WHAT IS NEEDED: Write out every record below exactly as it appears.
● ● ● ●
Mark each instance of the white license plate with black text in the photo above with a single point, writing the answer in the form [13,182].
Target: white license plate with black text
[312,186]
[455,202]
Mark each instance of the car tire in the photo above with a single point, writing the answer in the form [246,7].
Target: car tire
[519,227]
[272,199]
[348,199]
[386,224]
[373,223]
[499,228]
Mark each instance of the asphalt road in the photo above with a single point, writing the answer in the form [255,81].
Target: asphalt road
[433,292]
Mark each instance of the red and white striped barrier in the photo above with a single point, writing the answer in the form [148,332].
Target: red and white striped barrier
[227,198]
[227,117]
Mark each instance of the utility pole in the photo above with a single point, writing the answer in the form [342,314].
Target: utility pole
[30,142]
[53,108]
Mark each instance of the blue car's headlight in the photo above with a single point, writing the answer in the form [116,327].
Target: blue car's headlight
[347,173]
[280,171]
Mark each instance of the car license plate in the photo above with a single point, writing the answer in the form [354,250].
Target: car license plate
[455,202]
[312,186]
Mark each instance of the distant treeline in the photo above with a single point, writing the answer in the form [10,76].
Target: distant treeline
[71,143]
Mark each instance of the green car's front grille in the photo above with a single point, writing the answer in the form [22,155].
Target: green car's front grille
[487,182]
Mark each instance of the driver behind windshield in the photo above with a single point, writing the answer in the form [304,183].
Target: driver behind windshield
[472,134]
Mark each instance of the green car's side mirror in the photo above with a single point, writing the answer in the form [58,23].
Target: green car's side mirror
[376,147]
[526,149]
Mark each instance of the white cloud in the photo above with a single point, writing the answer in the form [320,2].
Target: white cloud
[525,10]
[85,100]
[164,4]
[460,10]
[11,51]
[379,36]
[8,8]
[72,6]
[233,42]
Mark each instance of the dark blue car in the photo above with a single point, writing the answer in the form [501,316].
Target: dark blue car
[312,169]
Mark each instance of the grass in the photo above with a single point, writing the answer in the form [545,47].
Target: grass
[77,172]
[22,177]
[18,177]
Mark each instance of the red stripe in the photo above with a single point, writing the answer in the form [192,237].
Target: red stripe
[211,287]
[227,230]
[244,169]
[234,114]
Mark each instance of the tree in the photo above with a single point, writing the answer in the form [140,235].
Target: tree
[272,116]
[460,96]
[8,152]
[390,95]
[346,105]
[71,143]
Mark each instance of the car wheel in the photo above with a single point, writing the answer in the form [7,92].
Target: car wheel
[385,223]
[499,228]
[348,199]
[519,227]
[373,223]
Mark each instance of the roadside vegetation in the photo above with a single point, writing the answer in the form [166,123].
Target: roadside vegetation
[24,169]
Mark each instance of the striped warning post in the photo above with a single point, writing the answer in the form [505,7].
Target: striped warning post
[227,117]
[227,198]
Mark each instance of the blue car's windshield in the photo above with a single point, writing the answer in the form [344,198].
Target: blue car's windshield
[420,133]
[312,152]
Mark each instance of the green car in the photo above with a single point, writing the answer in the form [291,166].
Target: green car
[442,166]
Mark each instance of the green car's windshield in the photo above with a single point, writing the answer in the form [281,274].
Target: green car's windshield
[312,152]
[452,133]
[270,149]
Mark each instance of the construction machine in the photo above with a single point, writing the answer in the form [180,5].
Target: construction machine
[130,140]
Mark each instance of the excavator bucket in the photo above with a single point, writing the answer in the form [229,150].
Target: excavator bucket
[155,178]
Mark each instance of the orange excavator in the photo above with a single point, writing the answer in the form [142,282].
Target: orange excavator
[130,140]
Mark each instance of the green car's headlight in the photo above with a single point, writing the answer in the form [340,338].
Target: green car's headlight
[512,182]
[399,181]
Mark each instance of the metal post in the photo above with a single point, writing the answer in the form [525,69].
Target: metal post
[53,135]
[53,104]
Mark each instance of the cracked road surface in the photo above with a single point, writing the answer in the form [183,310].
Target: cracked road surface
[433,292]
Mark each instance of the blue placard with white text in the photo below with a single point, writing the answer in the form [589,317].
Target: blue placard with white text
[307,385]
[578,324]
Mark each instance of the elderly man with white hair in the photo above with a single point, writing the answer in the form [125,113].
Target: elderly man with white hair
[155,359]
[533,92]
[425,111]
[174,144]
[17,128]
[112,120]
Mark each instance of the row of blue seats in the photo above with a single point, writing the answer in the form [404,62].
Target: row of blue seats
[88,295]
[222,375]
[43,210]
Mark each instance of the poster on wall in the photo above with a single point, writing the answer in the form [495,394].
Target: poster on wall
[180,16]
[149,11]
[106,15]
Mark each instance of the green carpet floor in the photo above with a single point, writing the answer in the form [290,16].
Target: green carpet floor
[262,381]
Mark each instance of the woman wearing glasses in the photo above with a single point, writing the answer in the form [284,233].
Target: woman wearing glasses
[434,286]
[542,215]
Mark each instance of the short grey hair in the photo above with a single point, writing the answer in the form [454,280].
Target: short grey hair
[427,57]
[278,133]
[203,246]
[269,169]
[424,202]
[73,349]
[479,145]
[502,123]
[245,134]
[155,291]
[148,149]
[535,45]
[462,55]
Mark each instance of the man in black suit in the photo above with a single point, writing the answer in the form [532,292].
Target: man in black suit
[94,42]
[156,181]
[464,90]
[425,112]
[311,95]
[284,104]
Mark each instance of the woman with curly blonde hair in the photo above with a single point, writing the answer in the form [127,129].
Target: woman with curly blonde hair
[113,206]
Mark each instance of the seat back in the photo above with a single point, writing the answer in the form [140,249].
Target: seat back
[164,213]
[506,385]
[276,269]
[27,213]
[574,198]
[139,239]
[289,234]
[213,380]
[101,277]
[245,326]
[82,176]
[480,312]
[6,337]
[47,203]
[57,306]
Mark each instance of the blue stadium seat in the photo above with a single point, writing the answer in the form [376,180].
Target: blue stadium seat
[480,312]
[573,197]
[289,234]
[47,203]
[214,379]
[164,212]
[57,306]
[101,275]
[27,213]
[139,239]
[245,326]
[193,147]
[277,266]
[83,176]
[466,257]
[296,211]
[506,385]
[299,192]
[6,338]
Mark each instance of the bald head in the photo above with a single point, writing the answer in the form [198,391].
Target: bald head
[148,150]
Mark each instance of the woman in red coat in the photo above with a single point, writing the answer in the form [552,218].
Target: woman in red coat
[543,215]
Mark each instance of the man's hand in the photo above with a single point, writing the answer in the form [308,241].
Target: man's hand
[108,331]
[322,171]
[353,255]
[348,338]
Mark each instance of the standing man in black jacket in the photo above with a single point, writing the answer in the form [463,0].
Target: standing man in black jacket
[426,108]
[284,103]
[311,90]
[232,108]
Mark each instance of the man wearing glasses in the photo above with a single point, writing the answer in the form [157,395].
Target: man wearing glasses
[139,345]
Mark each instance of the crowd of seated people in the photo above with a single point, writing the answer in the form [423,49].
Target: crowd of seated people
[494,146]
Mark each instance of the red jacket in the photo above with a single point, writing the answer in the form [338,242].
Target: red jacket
● ● ● ●
RESULT:
Mark each instance of the white license plate with black text in the photo above with a single point, writing the answer in the form [13,182].
Target: white license plate with black text
[312,186]
[455,202]
Mark each instance of the car tire in the photo above with a single point, writing the answer in the form [246,7].
Target: car tire
[519,227]
[272,199]
[348,199]
[386,224]
[373,223]
[499,228]
Mark each instance of the asphalt road in the photo above with a single point, writing the answer in the form [255,81].
Target: asphalt road
[433,292]
Mark each instance of the red and white striped barrier in the photo above with a single point, writing the answer in the form [148,332].
Target: red and white striped barrier
[227,198]
[227,117]
Mark each instance of the utility pole in the photo above with a single point, writing the answer in the form [342,314].
Target: utility pole
[30,142]
[53,108]
Mark each instance of the blue car's headlight in the photo above with a single point, writing the answer in the form [116,327].
Target: blue car's headlight
[347,173]
[280,171]
Mark each instance of the car license plate in the photo above with a single point, writing the answer in the form [354,250].
Target: car license plate
[455,202]
[312,186]
Mark each instance of the distant treeline in the photo above with a single point, writing the answer in the form [10,76].
Target: distant treeline
[71,143]
Mark each instance of the green car's front grille in the photo above with a single point, writing the answer in the form [22,155].
Target: green car's front grille
[487,182]
Mark each instance of the driver behind windshield in the photo above with a single point, writing the answer in the form [304,183].
Target: driver behind windshield
[472,134]
Mark each instance of the green car's side mirror in the photo above with a single point, writing the answer in the form [58,23].
Target: green car's side mirror
[376,147]
[526,149]
Mark each instance of the white cloud in the photo above with a single point, writing the answer in the form [320,2].
Target: white cloud
[525,10]
[85,100]
[164,4]
[460,10]
[11,51]
[379,36]
[8,8]
[72,6]
[233,42]
Mark each instance of the dark blue car in the photo above with a single point, writing the answer in the form [501,316].
Target: dark blue car
[312,169]
Mark each instance of the grass in the photo above with a single point, writing the answer in the form [545,47].
Target: grass
[77,172]
[22,177]
[18,177]
Mark each instance of the red stripe in the photo above with a single point, writing the answer in the form [192,237].
Target: red stripe
[211,287]
[227,230]
[244,169]
[234,114]
Mark each instance of the tree in the photo above with a single point, writing the answer in the form [140,235].
Target: tree
[272,116]
[460,96]
[8,152]
[390,95]
[346,105]
[71,143]
Mark each instance of the car wheel in the photo above with a single point, writing the answer in the form [7,92].
Target: car wheel
[385,223]
[499,228]
[348,199]
[519,227]
[373,223]
Mark each instance of the roadside vegetation in the photo above with a single point, writing the answer in the form [166,123].
Target: roadside vegetation
[24,169]
Mark each instance of the striped warning post in the photo above with a single point, writing the answer in the form [505,7].
Target: striped warning post
[227,117]
[227,198]
Mark each instance of the blue car's windshield in the photo above with a single point, writing the answer in the form [344,198].
Target: blue car's windshield
[420,133]
[312,152]
Mark each instance of the green car in the photo above with a single point, writing the answer in the form [291,166].
Target: green car
[442,166]
Mark each instance of the green car's windshield in the photo above with a single point, writing the answer in the form [281,274].
Target: green car's windshield
[312,152]
[452,133]
[270,149]
Mark each instance of the construction machine in the photo above with a single point, writing the answer in the form [180,5].
Target: construction machine
[130,140]
Mark each instance of the excavator bucket in the photo above with a single point, writing the answer in the form [229,150].
Target: excavator bucket
[155,178]
Mark each instance of the orange excavator in the photo above with a single point, writing the answer in the form [142,282].
Target: orange excavator
[130,140]
Mark each instance of the green car's headlight in the photo above with a single point, writing the answer in the form [340,338].
Target: green car's headlight
[512,182]
[399,181]
Mark each instance of the metal post in the photo above with a single point, writing the answer in the form [525,69].
Target: metal post
[53,135]
[53,104]
Mark each instance of the cracked road surface in the photo above with a single point, writing the answer in the form [183,310].
Target: cracked road surface
[433,292]
Mark each instance of the blue placard with white text in the photo below with a single point, writing the answer in the form [589,317].
Target: blue placard with white text
[307,385]
[578,324]
Mark each instance of the elderly man with white hair in the photo above with a single point, writing the answer in the form [125,113].
Target: elderly man with white hair
[155,359]
[533,92]
[425,111]
[174,144]
[17,128]
[112,120]
Mark each instance of the row of blue seats in the photo above with a single point, writing the answer in the form [404,62].
Target: row of blue seats
[88,295]
[222,375]
[43,210]
Mark each instance of the poster on wall in the photo above with a single point, writing the answer in the form [495,394].
Target: poster on wall
[180,16]
[149,11]
[106,15]
Mark each instance of the green carpet floor in the photo above with a single point, writing the answer in the form [290,16].
Target: green carpet floor
[262,381]
Mark each instance of the woman wearing glasses in the photo above with a single point, writing the answer in the form [284,233].
Target: woman wearing glasses
[434,286]
[542,215]
Mark each instance of the short grey hair in the photo above with a single point, writing the answer in the form [454,280].
Target: short grey hair
[427,57]
[278,133]
[203,246]
[269,169]
[424,202]
[73,349]
[479,145]
[502,123]
[245,134]
[155,291]
[148,149]
[535,45]
[462,55]
Mark each instance of the man in black suit in the photo above with a single point, writing the answer in the form [532,292].
Target: man in black suit
[94,42]
[156,181]
[464,90]
[425,112]
[311,95]
[284,104]
Mark each instance of the woman with curly blonde hair in the photo above with a single point, writing the answer in the form [127,129].
Target: woman with curly blonde hair
[113,206]
Mark each instance of the seat back in the photo above with a single point, writing the answer in the form [140,249].
Target: seat back
[164,213]
[506,385]
[276,269]
[27,213]
[574,198]
[139,239]
[289,234]
[213,380]
[101,277]
[245,326]
[82,176]
[480,312]
[6,337]
[47,203]
[57,306]
Mark each instance of the blue stadium seat in the photo above with a single point, writing the answer in the form [376,180].
Target: blue stadium seat
[480,312]
[573,197]
[289,234]
[47,203]
[214,379]
[164,212]
[57,306]
[101,275]
[27,213]
[139,239]
[245,326]
[193,147]
[277,266]
[83,176]
[466,257]
[296,211]
[506,385]
[299,192]
[6,338]
Mark each instance of the bald head in the photo above with a single point, writing the answer in the form [198,391].
Target: bald head
[148,150]
Mark each instance of the woman in red coat in the photo above with a single point, writing the answer in the form [552,218].
Target: woman in red coat
[543,215]
Mark each instance of the man's hand in the photo above with a single point, writing the answer in the form [308,241].
Target: man's hand
[108,331]
[322,171]
[353,255]
[348,338]
Mark each instance of the standing man in black jacket in the photo above with a single point, writing the answer in the form [463,0].
Target: standing man in black jacket
[426,108]
[284,103]
[311,90]
[232,108]
Mark each instance of the man wearing glasses in the photo above with a single point, writing the answer in the form [157,395].
Target: man wearing glasses
[139,345]
Mark each instance of the crowd of seated people in the photo above with a single point, writing the answer in the form [423,49].
Target: crowd of seated people
[494,146]
Mark each instance of the red jacket in the photo above with a single point, writing the answer in the form [338,242].
Target: red jacket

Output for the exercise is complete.